Top of Information provided
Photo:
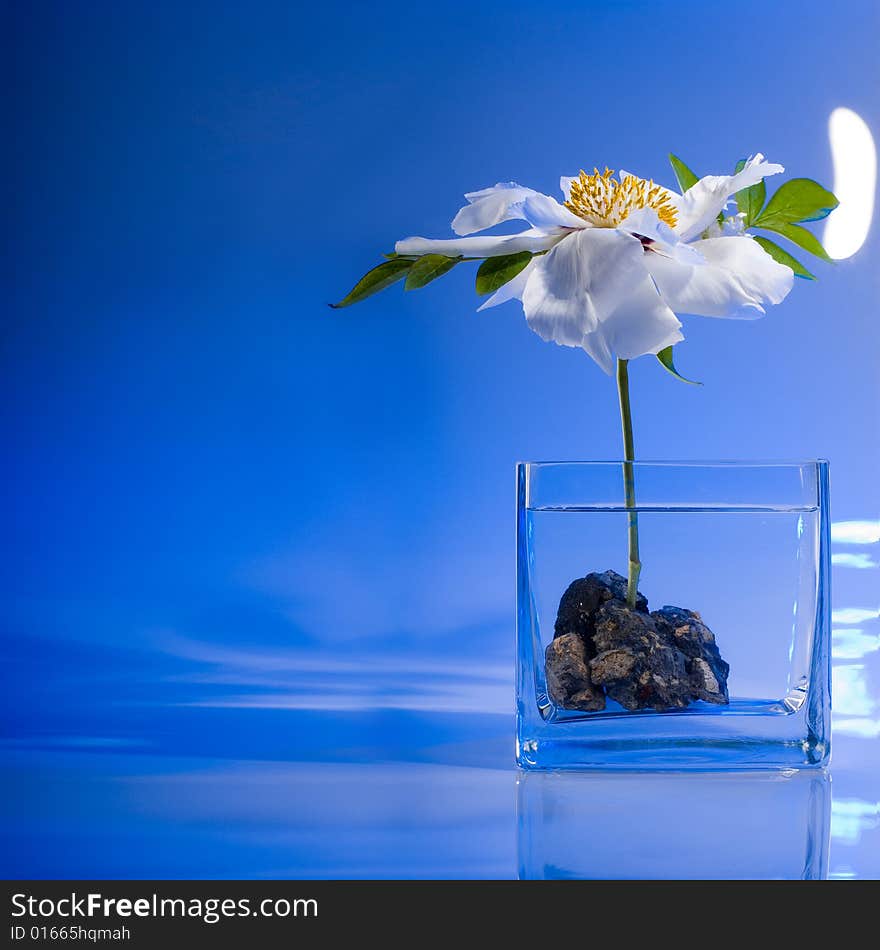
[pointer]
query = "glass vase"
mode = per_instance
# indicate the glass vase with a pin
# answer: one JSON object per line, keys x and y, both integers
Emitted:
{"x": 727, "y": 665}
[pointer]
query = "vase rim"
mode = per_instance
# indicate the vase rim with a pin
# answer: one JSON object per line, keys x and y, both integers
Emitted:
{"x": 686, "y": 463}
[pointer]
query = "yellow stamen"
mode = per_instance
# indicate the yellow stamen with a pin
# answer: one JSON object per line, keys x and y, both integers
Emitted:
{"x": 606, "y": 202}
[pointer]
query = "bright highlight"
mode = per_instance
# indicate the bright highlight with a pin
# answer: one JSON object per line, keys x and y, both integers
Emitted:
{"x": 855, "y": 179}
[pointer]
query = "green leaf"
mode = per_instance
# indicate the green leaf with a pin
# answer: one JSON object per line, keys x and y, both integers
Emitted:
{"x": 665, "y": 357}
{"x": 750, "y": 200}
{"x": 800, "y": 199}
{"x": 798, "y": 235}
{"x": 375, "y": 280}
{"x": 429, "y": 268}
{"x": 683, "y": 174}
{"x": 783, "y": 257}
{"x": 495, "y": 272}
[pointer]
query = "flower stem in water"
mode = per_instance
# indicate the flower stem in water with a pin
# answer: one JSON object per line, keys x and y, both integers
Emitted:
{"x": 629, "y": 484}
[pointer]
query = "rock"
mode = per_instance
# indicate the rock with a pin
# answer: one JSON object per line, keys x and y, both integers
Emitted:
{"x": 601, "y": 647}
{"x": 585, "y": 596}
{"x": 568, "y": 674}
{"x": 707, "y": 671}
{"x": 567, "y": 658}
{"x": 638, "y": 666}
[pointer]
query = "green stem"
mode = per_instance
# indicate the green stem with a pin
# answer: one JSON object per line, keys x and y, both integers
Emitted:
{"x": 629, "y": 483}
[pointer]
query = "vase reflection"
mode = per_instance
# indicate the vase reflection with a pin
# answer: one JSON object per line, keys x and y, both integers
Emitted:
{"x": 671, "y": 825}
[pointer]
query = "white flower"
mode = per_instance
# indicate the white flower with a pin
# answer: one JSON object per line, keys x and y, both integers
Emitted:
{"x": 620, "y": 257}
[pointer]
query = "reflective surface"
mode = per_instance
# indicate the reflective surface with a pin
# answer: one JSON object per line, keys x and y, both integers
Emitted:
{"x": 767, "y": 825}
{"x": 257, "y": 574}
{"x": 747, "y": 546}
Bottom of Information provided
Exclude the images and reproduce the remaining data exactly.

Photo:
[pointer]
query = "glass vase"
mode = per_instance
# indicate the glass vase with a pin
# answer: one JSON object per line, keys x and y, both integers
Emitted:
{"x": 727, "y": 665}
[pointer]
query = "vase rim"
mode = per_instance
# indicate the vase rim with a pin
# answer: one JSON object per line, keys x and y, both integers
Emitted:
{"x": 686, "y": 463}
[pointer]
query = "yellow stamen"
mode = per_instance
# indicate the yellow stamen with a pin
# answer: one JSON object per line, keys x and y, both integers
Emitted:
{"x": 606, "y": 202}
[pointer]
query = "bright highlight"
mode = per_instance
# indicate the bright highlight with a pin
# answer: one JSON object per line, keys x and y, both integers
Emitted:
{"x": 855, "y": 179}
[pointer]
query = "green leaf"
mode = per_instance
# indicate the green leaf with a pin
# answer: one JSON object per line, keys x and y, both integers
Emitted:
{"x": 665, "y": 357}
{"x": 750, "y": 200}
{"x": 800, "y": 199}
{"x": 798, "y": 235}
{"x": 375, "y": 280}
{"x": 429, "y": 268}
{"x": 683, "y": 174}
{"x": 783, "y": 257}
{"x": 495, "y": 272}
[pointer]
query = "flower stem in water"
mode = per_instance
# indicate the flower stem in water with a pin
# answer: one JSON object per line, keys x and y, both integers
Emitted:
{"x": 629, "y": 484}
[pointer]
query = "rock"
mode = per_instance
# indicate the rock with a pin
# answer: one JSON object per line, keys x and y, both integers
Emitted:
{"x": 601, "y": 647}
{"x": 585, "y": 596}
{"x": 568, "y": 674}
{"x": 707, "y": 671}
{"x": 567, "y": 658}
{"x": 638, "y": 666}
[pointer]
query = "green stem"
mode = per_instance
# indicate the green stem with a pin
# answer: one JSON object per line, keys x and y, both integers
Emitted:
{"x": 629, "y": 483}
[pointer]
query = "vase reflection"
mode = per_instance
# indicate the vase reflection with a pin
# answer: one JSON object per line, keys x and y, both integers
Emitted:
{"x": 671, "y": 825}
[pointer]
query = "white flower"
mode = per_instance
# indicate the white flower with a pin
# answer: one JSON object per line, keys x and y, both integers
Emitted:
{"x": 620, "y": 257}
[pointer]
query = "reflective surface"
mode = per_instance
# indicate the reflective surface with a pin
# answer: one JSON object per line, keys x and y, both integers
Emitted:
{"x": 767, "y": 825}
{"x": 257, "y": 574}
{"x": 747, "y": 546}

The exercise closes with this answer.